[Lines excerpted from a collection]
-*-
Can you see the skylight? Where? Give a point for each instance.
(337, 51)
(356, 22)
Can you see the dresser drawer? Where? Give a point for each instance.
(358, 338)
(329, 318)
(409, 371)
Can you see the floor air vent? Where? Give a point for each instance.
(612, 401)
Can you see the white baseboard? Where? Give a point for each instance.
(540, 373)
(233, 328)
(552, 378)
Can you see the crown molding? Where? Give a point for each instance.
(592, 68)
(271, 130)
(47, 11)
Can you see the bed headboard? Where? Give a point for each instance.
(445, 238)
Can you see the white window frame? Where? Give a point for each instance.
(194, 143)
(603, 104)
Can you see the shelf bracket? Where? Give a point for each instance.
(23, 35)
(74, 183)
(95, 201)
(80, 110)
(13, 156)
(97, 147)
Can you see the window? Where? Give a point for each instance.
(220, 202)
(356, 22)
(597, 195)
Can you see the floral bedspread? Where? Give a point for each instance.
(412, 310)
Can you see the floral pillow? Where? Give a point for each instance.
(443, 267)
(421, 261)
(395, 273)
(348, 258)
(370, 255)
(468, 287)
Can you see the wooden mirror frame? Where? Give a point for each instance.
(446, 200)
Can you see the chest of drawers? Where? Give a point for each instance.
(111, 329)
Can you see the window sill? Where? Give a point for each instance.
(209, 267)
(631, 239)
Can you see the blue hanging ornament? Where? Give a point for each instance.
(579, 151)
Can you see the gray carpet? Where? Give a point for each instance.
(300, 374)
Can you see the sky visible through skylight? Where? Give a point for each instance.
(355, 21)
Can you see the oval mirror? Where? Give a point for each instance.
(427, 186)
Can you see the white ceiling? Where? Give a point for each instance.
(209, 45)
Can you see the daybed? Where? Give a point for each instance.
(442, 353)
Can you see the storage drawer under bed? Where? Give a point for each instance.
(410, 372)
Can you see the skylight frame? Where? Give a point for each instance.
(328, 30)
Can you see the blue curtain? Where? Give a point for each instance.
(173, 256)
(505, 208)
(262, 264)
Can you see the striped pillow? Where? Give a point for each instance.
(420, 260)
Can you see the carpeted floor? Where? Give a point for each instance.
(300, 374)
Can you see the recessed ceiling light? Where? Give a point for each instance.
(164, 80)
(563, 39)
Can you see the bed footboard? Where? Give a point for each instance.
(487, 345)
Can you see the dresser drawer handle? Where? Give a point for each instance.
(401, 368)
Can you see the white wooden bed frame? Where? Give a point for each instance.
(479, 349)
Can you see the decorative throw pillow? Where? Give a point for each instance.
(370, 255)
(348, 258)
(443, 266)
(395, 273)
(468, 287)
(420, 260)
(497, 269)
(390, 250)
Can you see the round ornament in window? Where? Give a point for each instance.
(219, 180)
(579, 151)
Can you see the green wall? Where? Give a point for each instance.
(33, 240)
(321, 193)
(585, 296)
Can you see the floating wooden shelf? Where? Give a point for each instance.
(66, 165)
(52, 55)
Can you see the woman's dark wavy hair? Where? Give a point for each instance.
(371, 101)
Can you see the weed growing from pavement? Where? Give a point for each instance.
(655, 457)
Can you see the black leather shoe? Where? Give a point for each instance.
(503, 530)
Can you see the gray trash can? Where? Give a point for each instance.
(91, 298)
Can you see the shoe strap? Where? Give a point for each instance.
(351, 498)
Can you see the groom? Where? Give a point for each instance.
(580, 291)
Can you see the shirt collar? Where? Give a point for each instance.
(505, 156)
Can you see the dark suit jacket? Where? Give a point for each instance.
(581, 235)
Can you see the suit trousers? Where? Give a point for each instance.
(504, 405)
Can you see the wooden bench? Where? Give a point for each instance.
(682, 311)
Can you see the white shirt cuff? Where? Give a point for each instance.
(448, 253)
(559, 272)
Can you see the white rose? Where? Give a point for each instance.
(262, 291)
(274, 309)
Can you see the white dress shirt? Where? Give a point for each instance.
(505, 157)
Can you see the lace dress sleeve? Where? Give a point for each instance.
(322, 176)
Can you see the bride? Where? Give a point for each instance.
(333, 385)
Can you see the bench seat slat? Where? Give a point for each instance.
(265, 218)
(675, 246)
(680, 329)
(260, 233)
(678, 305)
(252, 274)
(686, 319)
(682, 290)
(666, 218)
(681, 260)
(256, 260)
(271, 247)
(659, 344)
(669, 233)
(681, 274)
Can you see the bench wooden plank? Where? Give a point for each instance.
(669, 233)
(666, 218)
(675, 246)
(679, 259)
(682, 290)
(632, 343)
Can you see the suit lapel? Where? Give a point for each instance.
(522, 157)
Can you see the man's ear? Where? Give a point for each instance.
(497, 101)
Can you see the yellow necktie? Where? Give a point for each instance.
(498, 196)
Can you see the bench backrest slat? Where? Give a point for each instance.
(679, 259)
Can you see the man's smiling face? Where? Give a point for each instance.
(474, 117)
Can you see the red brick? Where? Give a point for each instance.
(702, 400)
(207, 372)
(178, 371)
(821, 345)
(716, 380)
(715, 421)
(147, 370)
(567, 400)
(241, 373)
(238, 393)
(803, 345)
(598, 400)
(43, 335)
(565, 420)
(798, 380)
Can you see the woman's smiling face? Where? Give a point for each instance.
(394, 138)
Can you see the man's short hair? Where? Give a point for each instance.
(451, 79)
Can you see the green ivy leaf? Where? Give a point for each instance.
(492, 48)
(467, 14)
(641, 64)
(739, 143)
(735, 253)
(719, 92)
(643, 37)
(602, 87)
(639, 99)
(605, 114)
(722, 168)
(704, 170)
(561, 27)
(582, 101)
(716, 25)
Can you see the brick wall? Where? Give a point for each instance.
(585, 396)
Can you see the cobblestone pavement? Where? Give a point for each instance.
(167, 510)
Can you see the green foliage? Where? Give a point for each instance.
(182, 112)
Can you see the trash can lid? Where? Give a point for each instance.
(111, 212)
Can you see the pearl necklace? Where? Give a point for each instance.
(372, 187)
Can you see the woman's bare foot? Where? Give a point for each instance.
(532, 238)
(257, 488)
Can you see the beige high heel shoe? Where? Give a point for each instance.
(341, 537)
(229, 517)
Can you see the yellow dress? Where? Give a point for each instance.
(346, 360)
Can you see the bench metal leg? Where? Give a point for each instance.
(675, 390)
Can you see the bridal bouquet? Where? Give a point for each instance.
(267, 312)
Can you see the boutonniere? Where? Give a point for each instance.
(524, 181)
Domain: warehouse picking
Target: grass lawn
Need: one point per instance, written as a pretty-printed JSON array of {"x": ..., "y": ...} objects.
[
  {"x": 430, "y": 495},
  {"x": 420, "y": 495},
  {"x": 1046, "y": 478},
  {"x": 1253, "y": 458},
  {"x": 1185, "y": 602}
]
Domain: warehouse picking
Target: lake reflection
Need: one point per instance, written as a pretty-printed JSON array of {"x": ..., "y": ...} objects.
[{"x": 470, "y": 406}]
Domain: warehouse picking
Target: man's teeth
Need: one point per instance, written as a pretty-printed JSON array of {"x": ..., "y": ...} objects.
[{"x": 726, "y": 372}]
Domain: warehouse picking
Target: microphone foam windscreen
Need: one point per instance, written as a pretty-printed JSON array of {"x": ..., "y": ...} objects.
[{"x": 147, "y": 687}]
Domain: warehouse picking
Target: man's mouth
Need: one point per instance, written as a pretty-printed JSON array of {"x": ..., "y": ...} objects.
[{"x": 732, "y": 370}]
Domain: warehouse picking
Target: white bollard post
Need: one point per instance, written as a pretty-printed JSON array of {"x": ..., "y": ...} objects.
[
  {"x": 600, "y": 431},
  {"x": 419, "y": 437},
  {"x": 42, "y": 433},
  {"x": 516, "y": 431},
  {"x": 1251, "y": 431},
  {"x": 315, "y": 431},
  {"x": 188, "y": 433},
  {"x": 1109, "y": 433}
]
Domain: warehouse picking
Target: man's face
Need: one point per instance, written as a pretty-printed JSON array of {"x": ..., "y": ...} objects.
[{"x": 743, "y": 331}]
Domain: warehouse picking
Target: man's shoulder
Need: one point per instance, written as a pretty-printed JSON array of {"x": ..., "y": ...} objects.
-*-
Task directions — Filter the lines above, keeping every one that contains the string "blue". Treat uppercase and lowercase as different.

Right answer —
Can you see the blue hanging ornament? Where? Give a point for each instance.
Can you see the blue curtain? Where? Give a point for each instance.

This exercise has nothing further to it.